─── PAGE TEXT ───
1) From Jordan, a two parter:
A. Why are your in-laws moving in with you??
My in-laws are not moving in with us, but my parents are. The long version of the story can be found here. The short answer is that we live in my parent's rental home, and they're gimpy and it would be better for everyone if we were under one roof.
B. Do yall get to go on vacations much??
That would be a big fat NO. With Troy's crazy schedule, we have been on exactly two family vacations in four years. Both of those were to Ocean Shores, where my in-laws have a cute little beach house.
Every time we plan something, Troy's schedule gets changed and we end up having to cancel it. Jack and I visit my friend Anne out of state once every summer for a few days.
2) From daydreamhouse: I have been dying to ask. I read your post "On the Path to Cheapness" all about how your family was forced into frugality. I was wondering how ugly was the transition? Were there any huge roadblocks like anyone getting really upset about having to give up a particular thing to make the budget work?
Well, the answer to that takes a little history. I had actually started a journey to a more sustainable life style in 2007, so by the time we had to get REALLY cheap in 2010. we were already on our way. I had the luxury of taking baby steps for three years before I had take huge fat giant leaps.
─── RECORDS SHOWN ───
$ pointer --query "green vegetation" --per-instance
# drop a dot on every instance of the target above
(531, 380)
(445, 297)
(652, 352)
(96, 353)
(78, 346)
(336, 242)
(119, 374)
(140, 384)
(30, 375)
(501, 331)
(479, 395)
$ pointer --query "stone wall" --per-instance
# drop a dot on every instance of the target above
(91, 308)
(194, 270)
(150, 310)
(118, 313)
───
TASKS AND EXERCISES:
**a)** Copy the Q&A post above word for word, from "1) From Jordan, a" to "on vacations much??".
**b)** Answer these questions using the Q&A post above:
(i) How many family vacations has the family taken in four years?
(ii) Where do the writer's in-laws have a beach house?
(iii) In what year did the writer start the journey to a more sustainable lifestyle?

YOUR WRITTEN ANSWERS:
**a)**
1) From Jordan, a two parter:
A. Why are your in-laws moving in with you??
My in-laws are not moving in with us, but my parents are. The long version of the story can be found here. The short answer is that we live in my parent's rental home, and they're gimpy and it would be better for everyone if we were under one roof.
B. Do yall get to go on vacations much??

**b)**
(i) Two
(ii) Ocean Shores
(iii) 2007